Dê continuidade ao texto sobre a campanha de Marrocos na Copa do Mundo, escrevendo o que vem depois da última frase apresentada.

Trecho do documento:
--

Ele resume o sentimento que toma conta do Qatar e de todos os países árabes, do norte da África ao Oriente Médio, agora que Marrocos está nas quartas de final de uma Copa do Mundo. É a quarta vez de um africano nesta fase, mas só a primeira dos marroquinos e de um país árabe.
Nem todo país de maioria muçulmana é árabe — há outros grupos étnicos, como persas, curdos ou turcos. Um dos fatores que caracterizam o "mundo árabe" é o idioma e, não à toa, a torcida marroquina não canta Maroc ou Morocco no estádio e, sim, "Maghreb". As arquibancadas do estádio Education City explodiram durante mais de três horas com gritos de "olê, olê, olê, olê, Maghreb, Maghreb".
O Maghreb, ou, em árabe, a "terra a oeste", é um território no norte da África que engloba várias nações — Marrocos, Argélia, Tunísia, Líbia, Mauritânia e os territórios disputados do Saara Ocidental. Mas o Marrocos é que leva o nome, em árabe, de Al-Maghrib. Apesar de o Magreb ser uma região que engloba mais nações, ele é o "nome" de Marrocos em árabe. Agora, com a campanha monumental na Copa após eliminar a Espanha, o Marrocos não é só o Magreb, é o mundo árabe inteiro.
"Esse é o maior dia da história do país. Estamos muitos orgulhosos, muito felizes", continuou Essoubki. Mais da metade dos jogadores convocados para a Copa — 14 dos 26 — nasceram, de fato, em outros países. "Mas somos todos marroquinos, não importa onde nascemos".
O próprio técnico, Walid Regragui, nascido na França, falou sobre a característica multinacional desta seleção, que representa um país de muitos imigrantes. "Mostramos que todo marroquino é marroquino. Quando está na seleção, quer morrer por este país. Eu sou nascido na França. Mas e daí? Quando você está jogando por Marrocos, nada disso importa. Vejo os argelinos torcendo para nós, tunisianos, africanos, vamos fazer história, inchala (tomara, em árabe)", falou Regragui após a épica vitória sobre a Espanha, nos pênaltis.
Nas arquibancadas do estádio, era possível ver bandeiras não apenas de Marrocos — que, além de ter contado com a presença de muitos torcedores que vieram do país, ainda tem forte comunidade residente no Qatar —, mas também de outros países próximos, como Jordânia, Arábia Saudita, Argélia, Palestina, Tunísia, Síria, Egito, Líbano e Emirados Árabes Unidos.

--

Listagem de dados:
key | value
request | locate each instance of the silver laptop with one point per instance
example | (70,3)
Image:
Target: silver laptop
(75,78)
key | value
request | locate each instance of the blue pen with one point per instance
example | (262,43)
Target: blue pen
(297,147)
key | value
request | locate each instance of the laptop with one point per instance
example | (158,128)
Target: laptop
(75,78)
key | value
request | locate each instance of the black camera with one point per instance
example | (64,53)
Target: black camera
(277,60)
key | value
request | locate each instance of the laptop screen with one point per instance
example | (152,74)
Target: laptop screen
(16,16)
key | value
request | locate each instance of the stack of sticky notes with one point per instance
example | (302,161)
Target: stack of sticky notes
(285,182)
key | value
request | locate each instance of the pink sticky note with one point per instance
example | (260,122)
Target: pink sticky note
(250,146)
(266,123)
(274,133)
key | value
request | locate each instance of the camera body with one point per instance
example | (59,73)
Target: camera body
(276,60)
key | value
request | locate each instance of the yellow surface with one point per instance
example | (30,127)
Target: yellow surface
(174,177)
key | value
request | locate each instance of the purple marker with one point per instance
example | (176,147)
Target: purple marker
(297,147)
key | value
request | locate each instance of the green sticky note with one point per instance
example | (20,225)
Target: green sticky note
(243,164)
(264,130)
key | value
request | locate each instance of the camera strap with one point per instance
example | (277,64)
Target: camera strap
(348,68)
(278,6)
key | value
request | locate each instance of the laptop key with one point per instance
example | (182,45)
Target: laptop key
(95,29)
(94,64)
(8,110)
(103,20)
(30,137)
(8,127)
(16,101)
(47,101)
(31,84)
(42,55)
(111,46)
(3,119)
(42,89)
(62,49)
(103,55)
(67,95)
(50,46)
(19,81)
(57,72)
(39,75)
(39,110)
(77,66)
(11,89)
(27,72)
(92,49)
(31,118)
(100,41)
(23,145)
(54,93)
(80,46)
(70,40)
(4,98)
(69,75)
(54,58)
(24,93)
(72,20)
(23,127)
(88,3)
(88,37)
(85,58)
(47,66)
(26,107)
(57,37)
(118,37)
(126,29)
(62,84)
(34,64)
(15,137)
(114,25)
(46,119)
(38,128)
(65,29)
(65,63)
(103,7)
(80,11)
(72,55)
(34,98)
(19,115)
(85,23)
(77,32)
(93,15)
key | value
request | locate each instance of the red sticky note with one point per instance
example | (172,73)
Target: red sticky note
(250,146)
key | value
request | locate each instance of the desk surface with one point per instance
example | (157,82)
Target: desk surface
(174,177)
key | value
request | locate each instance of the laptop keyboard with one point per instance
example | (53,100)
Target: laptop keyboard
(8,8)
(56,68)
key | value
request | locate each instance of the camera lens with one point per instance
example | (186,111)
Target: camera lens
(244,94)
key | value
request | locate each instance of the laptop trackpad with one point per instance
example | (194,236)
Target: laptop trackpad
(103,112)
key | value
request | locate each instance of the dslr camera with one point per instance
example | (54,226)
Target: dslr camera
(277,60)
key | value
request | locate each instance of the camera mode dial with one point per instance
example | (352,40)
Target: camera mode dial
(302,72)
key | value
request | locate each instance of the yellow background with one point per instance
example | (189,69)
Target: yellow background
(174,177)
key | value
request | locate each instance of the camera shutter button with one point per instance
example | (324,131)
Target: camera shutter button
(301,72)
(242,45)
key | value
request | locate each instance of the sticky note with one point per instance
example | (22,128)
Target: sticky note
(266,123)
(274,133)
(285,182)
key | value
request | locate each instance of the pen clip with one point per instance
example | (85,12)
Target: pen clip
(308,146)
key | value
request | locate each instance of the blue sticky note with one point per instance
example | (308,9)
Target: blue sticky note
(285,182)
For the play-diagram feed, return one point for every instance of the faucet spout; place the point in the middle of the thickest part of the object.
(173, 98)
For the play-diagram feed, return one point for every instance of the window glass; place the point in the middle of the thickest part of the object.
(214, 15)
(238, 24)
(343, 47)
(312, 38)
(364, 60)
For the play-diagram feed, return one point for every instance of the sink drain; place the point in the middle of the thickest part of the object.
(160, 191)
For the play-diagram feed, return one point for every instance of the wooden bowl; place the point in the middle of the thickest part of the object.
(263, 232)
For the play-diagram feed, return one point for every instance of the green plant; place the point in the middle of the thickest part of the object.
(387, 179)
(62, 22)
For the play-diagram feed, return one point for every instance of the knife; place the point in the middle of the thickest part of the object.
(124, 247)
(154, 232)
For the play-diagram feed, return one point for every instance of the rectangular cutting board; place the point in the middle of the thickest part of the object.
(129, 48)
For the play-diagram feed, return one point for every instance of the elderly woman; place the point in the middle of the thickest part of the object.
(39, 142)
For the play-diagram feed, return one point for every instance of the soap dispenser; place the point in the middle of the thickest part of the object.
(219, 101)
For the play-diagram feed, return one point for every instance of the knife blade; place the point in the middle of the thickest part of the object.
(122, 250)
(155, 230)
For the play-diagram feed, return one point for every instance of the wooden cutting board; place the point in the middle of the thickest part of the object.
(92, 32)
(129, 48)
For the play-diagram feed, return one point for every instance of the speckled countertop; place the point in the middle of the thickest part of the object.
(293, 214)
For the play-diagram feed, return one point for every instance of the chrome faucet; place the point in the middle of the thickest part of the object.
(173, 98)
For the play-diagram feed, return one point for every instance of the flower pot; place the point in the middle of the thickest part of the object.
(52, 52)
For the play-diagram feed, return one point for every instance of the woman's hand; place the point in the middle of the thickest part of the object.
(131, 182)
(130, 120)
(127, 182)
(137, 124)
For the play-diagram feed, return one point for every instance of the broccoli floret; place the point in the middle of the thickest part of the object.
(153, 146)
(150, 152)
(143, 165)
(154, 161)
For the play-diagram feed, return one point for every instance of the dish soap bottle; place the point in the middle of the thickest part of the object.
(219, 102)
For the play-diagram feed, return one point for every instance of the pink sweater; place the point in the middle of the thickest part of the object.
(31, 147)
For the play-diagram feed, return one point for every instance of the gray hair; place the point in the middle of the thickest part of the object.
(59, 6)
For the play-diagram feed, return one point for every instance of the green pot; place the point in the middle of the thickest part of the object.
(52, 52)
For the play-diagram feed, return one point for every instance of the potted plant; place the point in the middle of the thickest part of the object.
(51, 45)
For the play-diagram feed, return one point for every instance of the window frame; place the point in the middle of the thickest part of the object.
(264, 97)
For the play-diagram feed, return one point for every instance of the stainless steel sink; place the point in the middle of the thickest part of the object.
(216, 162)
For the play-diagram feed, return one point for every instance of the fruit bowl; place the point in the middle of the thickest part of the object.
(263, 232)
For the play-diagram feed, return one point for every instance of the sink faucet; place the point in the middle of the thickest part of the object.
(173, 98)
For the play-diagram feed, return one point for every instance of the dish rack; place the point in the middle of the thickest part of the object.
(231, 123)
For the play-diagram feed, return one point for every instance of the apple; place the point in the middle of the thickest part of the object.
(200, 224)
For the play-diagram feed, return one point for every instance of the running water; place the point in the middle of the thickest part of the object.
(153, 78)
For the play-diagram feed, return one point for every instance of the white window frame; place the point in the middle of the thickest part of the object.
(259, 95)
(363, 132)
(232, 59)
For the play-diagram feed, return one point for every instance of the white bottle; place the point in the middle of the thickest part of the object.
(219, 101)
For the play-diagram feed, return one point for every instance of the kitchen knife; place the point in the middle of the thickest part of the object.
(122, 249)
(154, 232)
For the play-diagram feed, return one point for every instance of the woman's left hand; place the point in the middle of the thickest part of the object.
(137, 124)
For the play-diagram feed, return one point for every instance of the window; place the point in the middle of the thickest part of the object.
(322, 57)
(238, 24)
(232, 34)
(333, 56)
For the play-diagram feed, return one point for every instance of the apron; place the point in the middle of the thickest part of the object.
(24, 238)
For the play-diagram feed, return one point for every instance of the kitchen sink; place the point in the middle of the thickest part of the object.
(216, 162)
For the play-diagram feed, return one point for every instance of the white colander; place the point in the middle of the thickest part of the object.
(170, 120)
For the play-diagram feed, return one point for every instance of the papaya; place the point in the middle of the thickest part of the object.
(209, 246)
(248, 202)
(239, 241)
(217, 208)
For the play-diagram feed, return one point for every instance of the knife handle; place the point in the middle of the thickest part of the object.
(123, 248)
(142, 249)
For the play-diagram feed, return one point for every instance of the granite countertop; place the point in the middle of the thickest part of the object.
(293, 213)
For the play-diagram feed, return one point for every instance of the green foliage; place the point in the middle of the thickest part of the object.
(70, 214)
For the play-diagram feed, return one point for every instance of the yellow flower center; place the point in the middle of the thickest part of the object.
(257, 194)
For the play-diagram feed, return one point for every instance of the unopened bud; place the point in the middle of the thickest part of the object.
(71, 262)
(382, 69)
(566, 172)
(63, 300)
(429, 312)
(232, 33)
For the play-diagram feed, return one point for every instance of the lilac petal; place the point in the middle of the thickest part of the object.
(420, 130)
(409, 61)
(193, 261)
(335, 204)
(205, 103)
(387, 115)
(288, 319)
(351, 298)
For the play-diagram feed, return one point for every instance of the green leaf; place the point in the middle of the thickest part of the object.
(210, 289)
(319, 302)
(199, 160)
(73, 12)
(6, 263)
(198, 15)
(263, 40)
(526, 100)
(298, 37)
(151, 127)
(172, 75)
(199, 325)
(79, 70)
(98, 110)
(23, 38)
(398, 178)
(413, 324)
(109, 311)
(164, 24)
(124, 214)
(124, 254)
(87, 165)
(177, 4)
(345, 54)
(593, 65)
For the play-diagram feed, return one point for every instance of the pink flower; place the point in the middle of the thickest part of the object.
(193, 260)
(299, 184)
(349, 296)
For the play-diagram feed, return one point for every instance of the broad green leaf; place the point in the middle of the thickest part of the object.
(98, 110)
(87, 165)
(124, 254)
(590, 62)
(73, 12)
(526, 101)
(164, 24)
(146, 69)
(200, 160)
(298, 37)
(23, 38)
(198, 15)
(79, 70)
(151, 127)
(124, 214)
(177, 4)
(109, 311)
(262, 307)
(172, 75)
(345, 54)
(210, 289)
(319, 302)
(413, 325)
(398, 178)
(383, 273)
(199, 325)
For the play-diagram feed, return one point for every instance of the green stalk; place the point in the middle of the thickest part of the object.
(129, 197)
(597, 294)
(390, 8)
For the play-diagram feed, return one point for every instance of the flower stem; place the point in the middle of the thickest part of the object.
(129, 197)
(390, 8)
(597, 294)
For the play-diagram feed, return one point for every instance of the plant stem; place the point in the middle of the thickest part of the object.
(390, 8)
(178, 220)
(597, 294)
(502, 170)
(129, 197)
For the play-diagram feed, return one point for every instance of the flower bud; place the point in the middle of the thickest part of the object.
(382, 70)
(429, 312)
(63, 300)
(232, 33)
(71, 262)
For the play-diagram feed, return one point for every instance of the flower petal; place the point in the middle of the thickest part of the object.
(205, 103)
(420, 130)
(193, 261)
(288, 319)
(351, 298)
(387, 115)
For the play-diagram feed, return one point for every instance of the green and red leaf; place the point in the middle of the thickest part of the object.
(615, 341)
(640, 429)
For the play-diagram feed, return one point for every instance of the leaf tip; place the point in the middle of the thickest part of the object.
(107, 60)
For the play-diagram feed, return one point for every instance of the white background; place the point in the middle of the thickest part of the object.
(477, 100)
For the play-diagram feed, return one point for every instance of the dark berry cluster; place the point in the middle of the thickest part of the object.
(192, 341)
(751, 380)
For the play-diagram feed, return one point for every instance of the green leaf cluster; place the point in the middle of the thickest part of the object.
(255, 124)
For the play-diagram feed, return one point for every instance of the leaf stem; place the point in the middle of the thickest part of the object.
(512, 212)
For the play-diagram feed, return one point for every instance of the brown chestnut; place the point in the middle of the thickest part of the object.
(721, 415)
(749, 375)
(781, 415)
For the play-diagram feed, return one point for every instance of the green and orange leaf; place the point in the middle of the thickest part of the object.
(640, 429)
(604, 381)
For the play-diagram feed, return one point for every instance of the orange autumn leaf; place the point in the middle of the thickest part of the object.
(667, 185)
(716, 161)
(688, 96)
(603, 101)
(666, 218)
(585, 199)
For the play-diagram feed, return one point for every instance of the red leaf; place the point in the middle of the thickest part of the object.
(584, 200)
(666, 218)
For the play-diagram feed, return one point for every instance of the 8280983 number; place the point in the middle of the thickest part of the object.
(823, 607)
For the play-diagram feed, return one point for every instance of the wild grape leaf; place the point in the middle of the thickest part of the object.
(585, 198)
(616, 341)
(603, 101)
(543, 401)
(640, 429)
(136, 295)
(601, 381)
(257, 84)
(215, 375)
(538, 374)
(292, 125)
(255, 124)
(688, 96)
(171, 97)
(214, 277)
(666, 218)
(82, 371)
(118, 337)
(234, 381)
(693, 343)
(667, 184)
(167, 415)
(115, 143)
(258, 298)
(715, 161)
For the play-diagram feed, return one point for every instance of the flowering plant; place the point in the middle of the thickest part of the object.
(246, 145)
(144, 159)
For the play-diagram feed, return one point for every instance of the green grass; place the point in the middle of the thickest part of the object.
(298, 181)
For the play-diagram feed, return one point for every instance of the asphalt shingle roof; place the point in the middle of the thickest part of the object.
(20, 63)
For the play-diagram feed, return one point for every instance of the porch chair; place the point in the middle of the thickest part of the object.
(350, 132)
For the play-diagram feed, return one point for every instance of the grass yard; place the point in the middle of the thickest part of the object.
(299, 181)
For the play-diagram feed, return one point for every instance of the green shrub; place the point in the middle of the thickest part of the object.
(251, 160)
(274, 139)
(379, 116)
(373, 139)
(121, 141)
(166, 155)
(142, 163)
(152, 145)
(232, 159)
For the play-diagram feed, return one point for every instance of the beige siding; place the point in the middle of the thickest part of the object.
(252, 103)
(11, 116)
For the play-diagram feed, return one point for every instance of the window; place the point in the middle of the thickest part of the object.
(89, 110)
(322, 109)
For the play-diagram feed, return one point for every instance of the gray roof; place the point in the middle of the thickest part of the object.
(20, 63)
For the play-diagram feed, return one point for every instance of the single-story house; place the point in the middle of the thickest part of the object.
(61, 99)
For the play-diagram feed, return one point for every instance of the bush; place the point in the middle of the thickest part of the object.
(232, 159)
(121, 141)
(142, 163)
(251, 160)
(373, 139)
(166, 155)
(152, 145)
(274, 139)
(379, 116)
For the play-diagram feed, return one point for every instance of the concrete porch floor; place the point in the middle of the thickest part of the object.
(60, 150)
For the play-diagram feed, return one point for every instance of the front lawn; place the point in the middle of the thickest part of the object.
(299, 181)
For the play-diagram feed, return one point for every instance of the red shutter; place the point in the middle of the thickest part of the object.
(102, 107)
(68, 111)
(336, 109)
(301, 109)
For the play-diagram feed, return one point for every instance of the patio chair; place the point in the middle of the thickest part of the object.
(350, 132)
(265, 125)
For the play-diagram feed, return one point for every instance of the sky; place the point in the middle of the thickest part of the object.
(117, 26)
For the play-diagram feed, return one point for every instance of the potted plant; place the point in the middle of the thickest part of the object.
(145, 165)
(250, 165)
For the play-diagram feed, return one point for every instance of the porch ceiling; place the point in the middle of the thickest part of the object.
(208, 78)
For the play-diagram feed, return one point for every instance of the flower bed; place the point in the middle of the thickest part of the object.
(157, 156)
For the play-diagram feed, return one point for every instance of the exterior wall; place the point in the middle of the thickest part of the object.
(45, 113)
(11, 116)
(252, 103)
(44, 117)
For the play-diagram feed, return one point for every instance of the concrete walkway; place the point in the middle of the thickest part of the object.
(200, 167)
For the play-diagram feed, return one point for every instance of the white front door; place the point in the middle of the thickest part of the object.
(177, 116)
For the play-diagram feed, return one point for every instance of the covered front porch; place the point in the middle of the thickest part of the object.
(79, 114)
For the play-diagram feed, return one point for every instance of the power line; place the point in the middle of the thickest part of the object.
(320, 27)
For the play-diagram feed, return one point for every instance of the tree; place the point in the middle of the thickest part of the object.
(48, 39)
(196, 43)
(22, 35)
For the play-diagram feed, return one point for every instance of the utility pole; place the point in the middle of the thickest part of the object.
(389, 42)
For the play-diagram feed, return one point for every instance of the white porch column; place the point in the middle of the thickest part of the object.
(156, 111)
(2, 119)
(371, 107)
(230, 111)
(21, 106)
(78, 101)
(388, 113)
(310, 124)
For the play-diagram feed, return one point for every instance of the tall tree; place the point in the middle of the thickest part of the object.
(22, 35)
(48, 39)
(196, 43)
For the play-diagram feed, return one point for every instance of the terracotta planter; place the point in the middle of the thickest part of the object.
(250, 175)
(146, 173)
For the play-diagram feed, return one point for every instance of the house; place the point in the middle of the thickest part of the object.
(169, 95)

--

Resposta do exercício:
Já no metrô, após a partida, um argelino enrolado na bandeira de seu país abraça um colega jordaniano e outros dois marroquinos, enquanto pulam e cantam. Ao lado, um homem com uma camisa da Arábia Saudita sorri ao acompanhar, pelo celular, o começo de Suíça x Portugal, que define o próximo rival de Marrocos.
Isso sem contar que, antes do apito inicial, milhares de marroquinos ficaram para fora do estádio, gerando correria e confusão. Todos queriam fazer parte do maior jogo de futebol da história da seleção de Marrocos, representante única dos mais de 400 milhões de habitantes do Mundo Árabe.
E foi assim, diante desse ambiente, que três diferentes jogadores espanhóis atravessaram o campo até a área onde estava o goleiro Bono para fazer as cobranças deles.
As caminhadas duraram alguns poucos segundos, mas pareciam eternas para quem cruzava o gramado debaixo de uma vaia ensurdecedora, entoada por um estádio lotado. O desfecho do trio foi o mesmo e não poderia ser outro: pênalti desperdiçado, para uma explosão de alegria poucas vezes vista em Doha.
Enquanto isso, três atletas marroquinos fizeram o mesmo trajeto, com direção à marca da cal. A trilha sonora, porém, era outra: gritos histéricos de apoio em uma única voz, fazendo tremer o estádio e emocionando a todos. Dizem que torcida não ganha jogo? Pois ganha. Marrocos eliminou a Espanha empurrado por 40 mil vozes e fez história.
"Era impossível fazer isso que fizemos sem os torcedores", resumiu o técnico Regragui.